** EXERCISE BRIEF **
In the forum discussion about choosing a BMS for LiFePO4 cells, what discharge rate does the first poster expect the system to need?

** SELECTED EXTRACT **
_____

I'm hoping I'm about to get some ex-commercial 3.3v 300Ah LiFePO4 cells from an old solar connection. I'm hoping I'd be able to use them for a nominal 12V system (4S)... What I'm wondering is what on earth I do for a BMS here? Do I use a standard 18650 one? Do I need a custom one? Am I missing a whole slew of 'high capacity cell' ones?

If anyone would like to recommend, I'd like the maximum possible protection (voltage, temp, short circuit, anything else good?? haha!) since the system will be largely without supervision, ~200A discharge rate, and if there was some kind of connectivity (Bluetooth etc) for monitoring that would be swell too... Am I dreaming? :D

Cheers in advance!
 
the shape of the cell has nothing to do with the chemistry.

i would just buy a balance board and nothing else if you are going to use it in a car. :roll:
 
flippy said:
the shape of the cell has nothing to do with the chemistry.

I don't really mean the shape, so much as 'a pack made of lots of small capacity cells in parallel, versus a single cell of high capacity'. I assume your response remains true here, however I can't afford to take the risk of not asking with cells that cost this much haha!

_____

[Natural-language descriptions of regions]
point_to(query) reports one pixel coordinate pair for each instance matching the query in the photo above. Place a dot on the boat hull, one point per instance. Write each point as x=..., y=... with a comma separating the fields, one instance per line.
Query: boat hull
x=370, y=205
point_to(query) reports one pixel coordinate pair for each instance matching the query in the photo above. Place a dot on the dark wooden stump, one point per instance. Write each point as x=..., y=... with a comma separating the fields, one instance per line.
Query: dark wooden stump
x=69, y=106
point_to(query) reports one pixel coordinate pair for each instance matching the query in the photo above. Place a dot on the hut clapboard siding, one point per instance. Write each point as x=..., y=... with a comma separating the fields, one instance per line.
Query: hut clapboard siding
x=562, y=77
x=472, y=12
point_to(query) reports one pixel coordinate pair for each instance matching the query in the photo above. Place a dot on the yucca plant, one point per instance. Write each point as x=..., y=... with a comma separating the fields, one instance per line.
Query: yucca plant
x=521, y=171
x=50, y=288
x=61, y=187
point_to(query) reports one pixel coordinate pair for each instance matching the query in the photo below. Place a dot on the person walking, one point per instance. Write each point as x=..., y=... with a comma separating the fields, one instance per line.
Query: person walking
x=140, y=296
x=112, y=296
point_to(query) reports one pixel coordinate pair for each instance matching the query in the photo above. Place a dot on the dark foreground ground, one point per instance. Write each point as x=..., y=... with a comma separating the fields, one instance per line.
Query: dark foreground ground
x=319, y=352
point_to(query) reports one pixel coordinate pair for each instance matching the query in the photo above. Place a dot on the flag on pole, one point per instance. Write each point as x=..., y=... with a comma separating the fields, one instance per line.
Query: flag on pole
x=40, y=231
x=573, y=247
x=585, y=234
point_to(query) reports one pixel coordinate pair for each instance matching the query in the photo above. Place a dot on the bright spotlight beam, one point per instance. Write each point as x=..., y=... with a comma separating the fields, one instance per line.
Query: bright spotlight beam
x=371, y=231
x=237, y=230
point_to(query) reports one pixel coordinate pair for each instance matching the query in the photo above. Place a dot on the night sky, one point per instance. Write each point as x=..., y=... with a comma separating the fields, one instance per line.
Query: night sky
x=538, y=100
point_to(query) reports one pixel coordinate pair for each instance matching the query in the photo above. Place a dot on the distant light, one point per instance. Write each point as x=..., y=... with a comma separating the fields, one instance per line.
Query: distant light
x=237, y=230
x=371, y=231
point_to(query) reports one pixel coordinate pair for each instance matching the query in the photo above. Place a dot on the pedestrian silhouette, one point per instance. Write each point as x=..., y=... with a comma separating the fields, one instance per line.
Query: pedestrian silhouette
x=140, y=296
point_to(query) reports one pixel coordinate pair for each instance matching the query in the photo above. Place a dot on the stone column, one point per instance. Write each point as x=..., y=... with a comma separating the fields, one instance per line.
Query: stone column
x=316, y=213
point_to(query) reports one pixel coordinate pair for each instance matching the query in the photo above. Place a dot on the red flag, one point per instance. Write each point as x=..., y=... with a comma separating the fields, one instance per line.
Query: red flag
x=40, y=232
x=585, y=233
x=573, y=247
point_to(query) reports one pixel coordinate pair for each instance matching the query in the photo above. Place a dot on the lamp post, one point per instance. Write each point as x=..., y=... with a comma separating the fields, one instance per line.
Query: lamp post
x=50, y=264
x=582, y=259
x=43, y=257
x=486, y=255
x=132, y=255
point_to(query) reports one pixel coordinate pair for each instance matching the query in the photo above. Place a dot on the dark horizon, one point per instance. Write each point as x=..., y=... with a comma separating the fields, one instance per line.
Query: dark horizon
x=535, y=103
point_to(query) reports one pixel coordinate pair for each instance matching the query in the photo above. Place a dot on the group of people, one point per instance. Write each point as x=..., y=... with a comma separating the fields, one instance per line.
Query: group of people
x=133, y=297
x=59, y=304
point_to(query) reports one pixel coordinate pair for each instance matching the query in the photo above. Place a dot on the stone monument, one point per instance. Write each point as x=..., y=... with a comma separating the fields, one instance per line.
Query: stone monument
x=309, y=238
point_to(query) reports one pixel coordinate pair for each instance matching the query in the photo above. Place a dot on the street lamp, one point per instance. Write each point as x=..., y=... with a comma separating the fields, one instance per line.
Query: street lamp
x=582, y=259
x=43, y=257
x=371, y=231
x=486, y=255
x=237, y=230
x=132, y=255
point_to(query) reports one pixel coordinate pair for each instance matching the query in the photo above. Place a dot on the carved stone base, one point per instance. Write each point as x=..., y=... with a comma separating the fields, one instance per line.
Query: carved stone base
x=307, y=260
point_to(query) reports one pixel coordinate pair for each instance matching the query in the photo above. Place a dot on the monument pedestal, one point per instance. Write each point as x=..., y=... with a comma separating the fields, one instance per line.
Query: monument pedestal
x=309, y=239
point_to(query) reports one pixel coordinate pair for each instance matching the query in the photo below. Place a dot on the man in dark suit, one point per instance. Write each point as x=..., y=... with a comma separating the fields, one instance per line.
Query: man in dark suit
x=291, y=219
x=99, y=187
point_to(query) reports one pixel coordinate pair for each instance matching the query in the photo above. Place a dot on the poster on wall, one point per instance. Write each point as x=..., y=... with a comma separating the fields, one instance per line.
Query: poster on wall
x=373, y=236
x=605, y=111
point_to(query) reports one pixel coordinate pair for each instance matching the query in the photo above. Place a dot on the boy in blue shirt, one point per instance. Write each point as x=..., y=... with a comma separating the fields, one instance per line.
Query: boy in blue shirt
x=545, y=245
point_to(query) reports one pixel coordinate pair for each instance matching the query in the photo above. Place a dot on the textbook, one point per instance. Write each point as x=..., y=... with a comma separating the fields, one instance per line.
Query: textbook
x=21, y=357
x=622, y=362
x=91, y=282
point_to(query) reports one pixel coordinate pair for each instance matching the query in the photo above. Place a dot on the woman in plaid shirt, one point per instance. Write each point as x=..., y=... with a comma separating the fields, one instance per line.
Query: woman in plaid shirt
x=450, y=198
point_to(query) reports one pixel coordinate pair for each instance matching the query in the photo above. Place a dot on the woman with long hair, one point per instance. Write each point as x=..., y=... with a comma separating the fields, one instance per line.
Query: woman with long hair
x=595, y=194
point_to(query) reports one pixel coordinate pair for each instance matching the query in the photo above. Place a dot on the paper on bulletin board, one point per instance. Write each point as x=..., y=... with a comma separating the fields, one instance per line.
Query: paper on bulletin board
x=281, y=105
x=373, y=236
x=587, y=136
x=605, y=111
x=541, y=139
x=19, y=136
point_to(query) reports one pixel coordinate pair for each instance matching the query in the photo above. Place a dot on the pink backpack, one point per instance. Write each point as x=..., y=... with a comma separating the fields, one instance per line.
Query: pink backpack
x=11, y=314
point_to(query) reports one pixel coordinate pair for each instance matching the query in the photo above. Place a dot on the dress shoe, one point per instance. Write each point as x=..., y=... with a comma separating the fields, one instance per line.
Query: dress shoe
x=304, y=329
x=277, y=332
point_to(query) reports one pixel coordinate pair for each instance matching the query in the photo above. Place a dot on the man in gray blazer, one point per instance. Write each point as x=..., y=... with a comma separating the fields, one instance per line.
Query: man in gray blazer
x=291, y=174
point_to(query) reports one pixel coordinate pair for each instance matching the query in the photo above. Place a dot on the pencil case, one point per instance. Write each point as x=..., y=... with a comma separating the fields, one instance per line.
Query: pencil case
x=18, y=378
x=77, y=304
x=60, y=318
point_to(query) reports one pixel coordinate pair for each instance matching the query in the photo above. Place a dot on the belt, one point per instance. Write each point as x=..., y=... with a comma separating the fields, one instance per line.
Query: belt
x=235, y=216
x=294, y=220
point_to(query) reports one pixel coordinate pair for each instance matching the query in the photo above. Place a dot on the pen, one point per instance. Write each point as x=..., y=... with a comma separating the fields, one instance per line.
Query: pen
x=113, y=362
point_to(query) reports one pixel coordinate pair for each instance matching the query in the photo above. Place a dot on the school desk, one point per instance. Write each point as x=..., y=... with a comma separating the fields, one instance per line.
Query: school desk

_____

** OUTPUT **
About 200A.